**DOCUMENT**
==========
I haven’t, but there is someone in my life who I really want to write about who I think would ultimately be hurt by my portrayal of her. Unfortunately (or fortunately!) for me, she’s such a character and so recognizable that I don’t think I can do it! Although now that I think about it, she sees herself very differently than the world sees her, so maybe she would be recognizable to others but not to herself. I’m not sure I’m courageous enough to find out!

Do you procrastinate? What’s your favorite mode of procrastination when you’re supposed to be writing?

I do procrastinate—I procrastinate like crazy. And that generally takes the form of emailing people, making social plans, networking, eating chocolate, going to the gym…the list could go on forever. But I’ve realized that most of the time, when I think I’m procrastinating, my brain is actually solving a problem or generating an idea. I’ve learned to give myself that time (within reason!), because it usually pays off.

What about being a writer has made you truly happy?

Writing is very different for me than singing and acting—I’m not tortured by writing in the same way I am by singing and acting. I used to think this meant that I’m not a real writer—and in fact, I’ve had people tell me that—but now I think it means that I have a connection to writing that is simpler, cleaner, less messy than my connection to acting and singing. For example, my relationship to singing is so complicated and dark and twisted sometimes that I can hardly bear to listen to music because all I can hear is what I can’t do, what I’ll never be. But I can be happily inspired by great writers without feeling despair over the fact that I will never be William Faulkner. I’m not sure why I feel that way, but I love it—I love that I can enjoy and be inspired by the work of others while still appreciating my own work.
==========
**PROVIDED RECORDS**

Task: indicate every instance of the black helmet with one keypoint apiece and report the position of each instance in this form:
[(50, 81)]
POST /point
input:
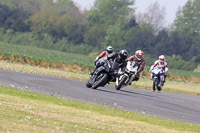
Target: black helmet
[(123, 54), (109, 49)]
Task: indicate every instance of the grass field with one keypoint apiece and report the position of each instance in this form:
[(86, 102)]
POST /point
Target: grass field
[(192, 88), (49, 58), (25, 112)]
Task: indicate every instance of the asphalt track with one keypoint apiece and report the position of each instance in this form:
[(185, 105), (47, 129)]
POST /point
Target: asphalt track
[(165, 105)]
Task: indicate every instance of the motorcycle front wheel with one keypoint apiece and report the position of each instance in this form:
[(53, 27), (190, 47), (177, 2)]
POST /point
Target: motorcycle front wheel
[(121, 82), (100, 82), (154, 83)]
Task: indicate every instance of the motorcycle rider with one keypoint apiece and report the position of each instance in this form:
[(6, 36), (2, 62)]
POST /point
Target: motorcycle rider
[(139, 60), (119, 57), (163, 65), (108, 51)]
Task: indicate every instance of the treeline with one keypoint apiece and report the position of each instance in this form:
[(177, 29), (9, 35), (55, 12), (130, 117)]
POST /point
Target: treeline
[(60, 25)]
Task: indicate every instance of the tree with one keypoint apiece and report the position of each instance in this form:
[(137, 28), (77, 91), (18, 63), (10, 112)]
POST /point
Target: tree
[(154, 16), (13, 19)]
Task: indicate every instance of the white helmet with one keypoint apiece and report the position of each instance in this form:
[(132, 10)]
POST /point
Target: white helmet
[(162, 58), (109, 49)]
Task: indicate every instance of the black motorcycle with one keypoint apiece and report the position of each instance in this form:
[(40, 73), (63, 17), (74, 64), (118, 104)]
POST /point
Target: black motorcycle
[(104, 74)]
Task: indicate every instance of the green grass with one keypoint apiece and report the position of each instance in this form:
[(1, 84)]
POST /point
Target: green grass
[(44, 55), (50, 56), (22, 111)]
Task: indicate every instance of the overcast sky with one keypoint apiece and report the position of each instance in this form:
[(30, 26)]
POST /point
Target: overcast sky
[(141, 5)]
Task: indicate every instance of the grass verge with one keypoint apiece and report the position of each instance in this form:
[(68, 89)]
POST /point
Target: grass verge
==========
**CHALLENGES**
1. Reproduce the interview about writing word for word, from start to finish.
2. Rewrite the rows from the line with "Task: indicate every instance of the green" through the last row, putting "marker" wherever "keypoint" appears and changing nothing else. Give only those lines.

**SOLUTIONS BY TASK**
1.
I haven’t, but there is someone in my life who I really want to write about who I think would ultimately be hurt by my portrayal of her. Unfortunately (or fortunately!) for me, she’s such a character and so recognizable that I don’t think I can do it! Although now that I think about it, she sees herself very differently than the world sees her, so maybe she would be recognizable to others but not to herself. I’m not sure I’m courageous enough to find out!

Do you procrastinate? What’s your favorite mode of procrastination when you’re supposed to be writing?

I do procrastinate—I procrastinate like crazy. And that generally takes the form of emailing people, making social plans, networking, eating chocolate, going to the gym…the list could go on forever. But I’ve realized that most of the time, when I think I’m procrastinating, my brain is actually solving a problem or generating an idea. I’ve learned to give myself that time (within reason!), because it usually pays off.

What about being a writer has made you truly happy?

Writing is very different for me than singing and acting—I’m not tortured by writing in the same way I am by singing and acting. I used to think this meant that I’m not a real writer—and in fact, I’ve had people tell me that—but now I think it means that I have a connection to writing that is simpler, cleaner, less messy than my connection to acting and singing. For example, my relationship to singing is so complicated and dark and twisted sometimes that I can hardly bear to listen to music because all I can hear is what I can’t do, what I’ll never be. But I can be happily inspired by great writers without feeling despair over the fact that I will never be William Faulkner. I’m not sure why I feel that way, but I love it—I love that I can enjoy and be inspired by the work of others while still appreciating my own work.

2.
Task: indicate every instance of the green grass with one marker apiece and report the position of each instance in this form:
[(1, 84)]
POST /point
Target: green grass
[(44, 55), (50, 56), (22, 111)]
Task: indicate every instance of the overcast sky with one marker apiece and report the position of each instance in this form:
[(30, 26)]
POST /point
Target: overcast sky
[(141, 5)]
Task: indicate every instance of the grass verge with one marker apiece and report the position of each instance in this form:
[(68, 89)]
POST /point
Target: grass verge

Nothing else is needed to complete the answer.